REQUEST A => Edit the lines of the listing from the one containing "the man's ear" through the end of the listing, inclusive, so that "instance" becomes "occurrence". Change nothing else, and return only those lines.

READING PASSAGE =>
[Start]
The backpropagation algorithm is like the boss of a company who suddenly sees that there is a drop in the company’s sales volume. What he does is go department by department, in the opposite direction to the production chain, investigating the fault that each department has in the decline in sales and taking the appropriate measures in each one of them.
In a similar way, the backpropagation algorithm starts with the final loss value and works backwards, from the deepest to the shallowest neuron layers, calculating the contribution of each network node to the network loss value. Once this calculation is done, it adjusts the weights according to the learning rate in the opposite direction of the gradient vector calculated using the gradient descent algorithm.
Simple, right? With all that said, we can now assemble all the components to understand how a simple neural network works.
Assembling the network
In the fourth figure you can see schematized the operation of a neural network. The steps that the network follows are the following:
1. Take a set of input variables (x) and the corresponding real values of the variable we want to predict (y).
2. Run the model once (forward pass) to get the model predictions for the variable “y”.
3. Calculate the loss of the model, the difference between the actual values and the predictions.
4. Calculate the loss gradient at each node in the retrograde direction (backpropagation).
5. The weights are modified in the opposite direction to the gradient vector (multiplying them by the learning rate).
6. The model is executed again with the new weights, returning again to step 3 and repeating the cycle the necessary number of times so that the loss of the model is minimal.
All this process of trial and error constitutes the training of the network, during which it learns which are the values of the weights that minimize the los of the model. Each of these cycles is called an epoch, and each of these epochs can be done with all the data in the model or, more commonly, with portions of data called batches.
Once the model has been trained, it will be ready to predict the value of “y” from data with which it has not been in contact during the training phase and for which the real value of the variable is unknown.
We’re leaving…
I hope that, with everything said in this post, you have intuitively understood how an artificial neural network works and how they have nothing of magic and a lot of ingenuity and mathematical science.
In any case, I must confess to you that it still seems like something magical to me, even though I understand a little bit of the mathematical logic on which networks are based. We have only scratched the surface of how the simplest networks work. There are more types of connections, more types of networks, and more functions and techniques that can be used to optimize the performance of the network in this continuous struggle between overfitting and applicability or ability to predict results with unknown data. But that is another story…
[End]
Saved data entries =>
[Start]
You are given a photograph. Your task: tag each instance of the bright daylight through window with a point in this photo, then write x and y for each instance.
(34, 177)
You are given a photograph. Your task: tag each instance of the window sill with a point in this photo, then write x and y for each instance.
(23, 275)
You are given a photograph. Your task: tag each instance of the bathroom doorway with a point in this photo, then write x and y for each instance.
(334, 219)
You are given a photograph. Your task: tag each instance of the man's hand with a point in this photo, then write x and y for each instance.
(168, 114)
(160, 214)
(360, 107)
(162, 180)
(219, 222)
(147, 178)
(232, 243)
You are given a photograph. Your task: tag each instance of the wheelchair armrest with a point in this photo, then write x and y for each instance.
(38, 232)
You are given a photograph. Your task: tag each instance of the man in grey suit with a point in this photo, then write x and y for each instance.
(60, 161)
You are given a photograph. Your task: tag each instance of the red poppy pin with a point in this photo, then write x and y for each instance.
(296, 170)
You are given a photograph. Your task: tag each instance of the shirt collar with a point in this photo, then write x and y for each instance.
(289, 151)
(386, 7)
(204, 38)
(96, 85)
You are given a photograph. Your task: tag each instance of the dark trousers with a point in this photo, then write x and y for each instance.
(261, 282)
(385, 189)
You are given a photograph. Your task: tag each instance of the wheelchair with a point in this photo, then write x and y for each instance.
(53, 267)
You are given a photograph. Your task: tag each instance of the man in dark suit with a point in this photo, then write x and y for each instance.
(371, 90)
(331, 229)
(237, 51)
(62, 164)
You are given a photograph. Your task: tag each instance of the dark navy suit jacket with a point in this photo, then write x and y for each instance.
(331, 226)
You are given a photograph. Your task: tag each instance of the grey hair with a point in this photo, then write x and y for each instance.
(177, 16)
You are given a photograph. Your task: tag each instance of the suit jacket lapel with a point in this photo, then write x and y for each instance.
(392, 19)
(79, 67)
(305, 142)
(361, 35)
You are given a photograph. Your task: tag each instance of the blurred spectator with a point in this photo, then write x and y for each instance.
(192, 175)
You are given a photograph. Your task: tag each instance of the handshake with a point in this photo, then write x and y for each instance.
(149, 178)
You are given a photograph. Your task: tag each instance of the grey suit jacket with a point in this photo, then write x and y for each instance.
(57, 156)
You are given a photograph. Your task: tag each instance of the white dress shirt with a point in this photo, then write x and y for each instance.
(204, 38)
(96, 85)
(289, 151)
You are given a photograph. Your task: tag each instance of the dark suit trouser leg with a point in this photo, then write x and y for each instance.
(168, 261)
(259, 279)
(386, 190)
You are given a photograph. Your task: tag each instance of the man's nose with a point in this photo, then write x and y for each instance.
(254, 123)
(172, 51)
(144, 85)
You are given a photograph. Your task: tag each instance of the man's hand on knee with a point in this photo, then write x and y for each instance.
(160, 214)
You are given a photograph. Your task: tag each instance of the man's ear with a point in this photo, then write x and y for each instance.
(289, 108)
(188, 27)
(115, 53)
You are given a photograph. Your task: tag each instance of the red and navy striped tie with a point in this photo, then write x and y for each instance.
[End]
REQUEST B =>
Answer these questions about the backpropagation passage:
(i) In the comparison that opens the passage, who goes department by department investigating the drop in sales?
(ii) What is each training cycle called?
(iii) What are the portions of data used in training called?

COMPLETE RESPONSE A =>
You are given a photograph. Your task: tag each occurrence of the man's ear with a point in this photo, then write x and y for each occurrence.
(289, 108)
(188, 27)
(115, 53)
You are given a photograph. Your task: tag each occurrence of the red and navy striped tie with a point in this photo, then write x and y for each occurrence.

COMPLETE RESPONSE B =>
(i) The boss of a company.
(ii) An epoch.
(iii) Batches.